# start of Dataset content

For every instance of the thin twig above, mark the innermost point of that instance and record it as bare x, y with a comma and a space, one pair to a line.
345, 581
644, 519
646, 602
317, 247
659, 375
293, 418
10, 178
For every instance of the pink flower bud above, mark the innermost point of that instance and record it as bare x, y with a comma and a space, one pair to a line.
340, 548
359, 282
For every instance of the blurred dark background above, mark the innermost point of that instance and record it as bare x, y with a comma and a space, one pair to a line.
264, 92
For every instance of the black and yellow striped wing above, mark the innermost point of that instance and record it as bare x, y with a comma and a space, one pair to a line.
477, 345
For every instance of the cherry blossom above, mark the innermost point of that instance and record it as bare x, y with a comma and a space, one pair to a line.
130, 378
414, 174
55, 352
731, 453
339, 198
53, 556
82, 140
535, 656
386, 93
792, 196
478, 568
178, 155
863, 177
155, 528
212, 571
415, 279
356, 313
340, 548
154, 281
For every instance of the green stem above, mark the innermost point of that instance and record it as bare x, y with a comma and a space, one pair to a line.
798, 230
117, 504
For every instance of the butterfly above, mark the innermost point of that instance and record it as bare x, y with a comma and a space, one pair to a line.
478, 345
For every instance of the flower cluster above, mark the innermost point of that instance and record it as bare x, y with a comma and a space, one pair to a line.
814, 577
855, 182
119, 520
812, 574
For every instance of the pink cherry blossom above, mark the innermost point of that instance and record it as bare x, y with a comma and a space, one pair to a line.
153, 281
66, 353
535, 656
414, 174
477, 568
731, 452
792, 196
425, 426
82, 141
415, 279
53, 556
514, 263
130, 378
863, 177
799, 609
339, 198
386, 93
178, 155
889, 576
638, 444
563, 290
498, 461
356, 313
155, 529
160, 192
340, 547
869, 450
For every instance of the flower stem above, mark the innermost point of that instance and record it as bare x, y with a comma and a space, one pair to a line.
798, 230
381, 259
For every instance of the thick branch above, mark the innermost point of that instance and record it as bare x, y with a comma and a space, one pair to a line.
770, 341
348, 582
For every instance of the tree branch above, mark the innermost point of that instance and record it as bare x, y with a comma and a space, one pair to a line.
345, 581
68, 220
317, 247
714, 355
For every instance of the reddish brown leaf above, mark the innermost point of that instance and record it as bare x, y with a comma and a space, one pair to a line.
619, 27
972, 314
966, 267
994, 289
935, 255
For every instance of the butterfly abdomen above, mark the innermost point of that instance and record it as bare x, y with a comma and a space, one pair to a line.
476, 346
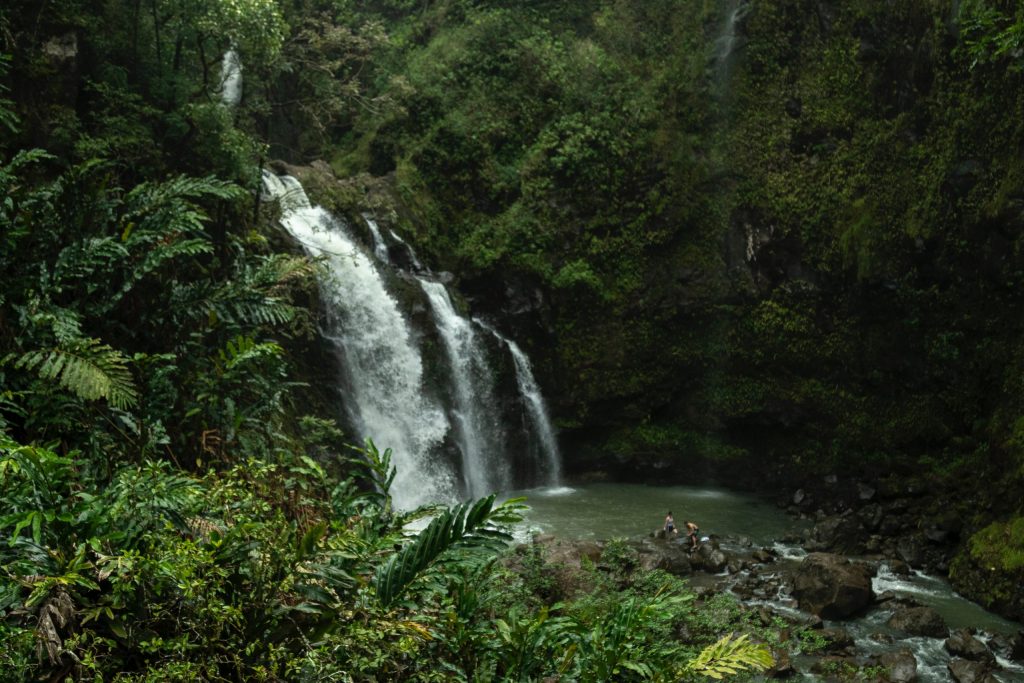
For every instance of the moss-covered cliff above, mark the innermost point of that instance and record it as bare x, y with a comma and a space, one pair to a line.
786, 228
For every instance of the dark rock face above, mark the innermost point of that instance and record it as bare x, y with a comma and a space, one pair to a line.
844, 535
965, 671
710, 558
901, 666
833, 587
962, 644
919, 622
669, 556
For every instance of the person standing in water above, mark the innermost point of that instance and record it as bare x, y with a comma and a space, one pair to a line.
691, 532
670, 524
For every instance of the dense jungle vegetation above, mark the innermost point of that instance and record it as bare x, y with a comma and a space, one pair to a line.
785, 236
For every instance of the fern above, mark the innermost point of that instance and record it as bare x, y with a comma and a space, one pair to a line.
466, 525
730, 655
88, 369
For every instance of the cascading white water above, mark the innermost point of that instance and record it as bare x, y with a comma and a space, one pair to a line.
726, 41
380, 248
478, 425
230, 79
387, 399
537, 410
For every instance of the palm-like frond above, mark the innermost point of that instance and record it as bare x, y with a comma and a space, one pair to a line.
730, 655
88, 369
466, 525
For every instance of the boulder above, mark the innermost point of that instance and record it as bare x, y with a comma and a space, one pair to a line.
840, 640
919, 622
901, 666
710, 558
911, 550
833, 587
962, 644
670, 557
966, 671
842, 534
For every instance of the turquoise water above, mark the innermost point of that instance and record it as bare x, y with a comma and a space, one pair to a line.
602, 511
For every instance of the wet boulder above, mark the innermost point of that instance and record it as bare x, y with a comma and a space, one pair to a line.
962, 644
668, 556
900, 666
919, 622
833, 587
840, 640
842, 534
966, 671
711, 558
1011, 647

# end of Dataset content

What the exercise asks =>
Rewrite the data above with "innermost point" replaced by "central point" everywhere, leaving everything else unchanged and the pictures out of your answer.

Full output =>
For every instance of the thin twig above, mark the central point of that instance and record it as bare x, y with a comma and a space, one pair to a line.
345, 581
644, 519
646, 602
317, 247
659, 375
293, 418
10, 178
For every instance of the pink flower bud above, mark the central point of that instance and record it as bare x, y with a comma and a space, one pair to a line.
340, 548
359, 282
For every instance of the blurred dark background above, mark the central point of that instance and record it as bare x, y with a comma and a space, one pair to a line.
264, 92
For every instance of the black and yellow striped wing above, mark the central point of that instance and record it as bare x, y with a comma and a space, one pair to a line.
477, 345
For every instance of the cherry blossom above, mark the central point of that instance and record it as bare x, y with a comma and a space, one pair to a line.
130, 378
414, 174
55, 352
731, 453
339, 198
53, 556
82, 140
535, 656
386, 93
792, 196
478, 568
178, 155
863, 177
155, 528
212, 571
415, 279
356, 313
340, 548
154, 281
For every instance of the green stem above, mark the central point of that instance and record it as bare x, y with a comma and a space, one pair to a line.
798, 230
117, 504
For every instance of the butterfly above, mark the central point of that instance and record it as bare x, y with a comma and a space, one pair to a line.
478, 345
For every instance of the flower cluster above, mark the central point of that instance and record it as bare x, y with a comma and a space, one pair to a line.
814, 577
855, 182
119, 520
812, 574
For every instance of the pink cherry blossom above, mark the central point of that instance and record it as bare x, y with a comma and a space, one pair to a line.
153, 281
66, 353
535, 656
414, 174
477, 568
731, 452
792, 196
425, 426
82, 141
415, 279
53, 556
514, 263
130, 378
863, 177
799, 609
339, 198
386, 93
178, 155
889, 576
638, 444
563, 290
498, 461
356, 313
155, 529
160, 192
340, 547
869, 450
For every instance of the flower stem above, mark the central point of that instance and record it as bare x, y with a comma and a space, one pair to a line.
798, 230
381, 259
For every instance of the thick branch above, mark the central point of that instance and record it as bare x, y with a comma and a space, one pair to a line.
770, 341
348, 582
For every instance of the tree branch above, mark the central point of that instance and record it as bare x, y with a comma and a space, one pair to a line.
345, 581
68, 220
317, 247
714, 355
For every instance of the reddish brown leaf above, mark the central point of that instance and record it as bare x, y with a comma and a space, one pair to a line.
619, 27
972, 314
966, 267
994, 289
935, 255
For every instance of the butterfly abdomen above, mark the central point of that instance and record it as bare x, y with a comma and a space, one pair to a line.
476, 346
For every instance of the moss-covered cliff above, mark the central point of that instance and record it as bare x, y with a comma and a space, one pair to a line.
786, 228
For every instance of the dark rock face above, mark the central point of that instance and record it as bare x, y with a comma and a space, one pair to a line.
844, 535
965, 671
710, 558
901, 666
833, 587
962, 644
919, 622
669, 556
For every instance of the person standing in water above, mark the central point of that instance and record it as bare x, y with a comma and a space, one pair to a line.
691, 532
670, 524
For every instance of the dense jungle vegetation above, mark the central point of that instance and record it as bare x, y with a comma and a space, one pair to a line.
785, 236
For every instance of the fern above, mark the central point of that instance and record it as bare x, y with a comma and a space, one pair to a line.
466, 525
730, 655
88, 369
For every instance of the cascading white water above, mark the central point of that instance and record it as bare x, y with a comma and a space, one pair to a line.
726, 41
380, 248
478, 425
230, 79
387, 399
537, 410
For every instance of the palm-like frond above, mark the central point of that instance and record it as bare x, y with a comma and a space, one pair to a line.
730, 655
88, 369
466, 525
For every instance of the boulder above, mark the central point of that instance and record it as bare x, y with a comma and a space, one pair to a line.
840, 640
919, 622
901, 666
710, 558
911, 550
833, 587
962, 644
670, 557
966, 671
842, 534
For every instance of the turquoise water above, mark the central point of that instance and record it as bare x, y with a comma and a space, one pair to a line.
602, 511
For every instance of the wet boulder above, mark the central point of that instance and record it as bare x, y with a comma and a space, one pair to a line.
962, 644
668, 556
900, 666
919, 622
833, 587
840, 640
842, 534
966, 671
711, 558
1011, 647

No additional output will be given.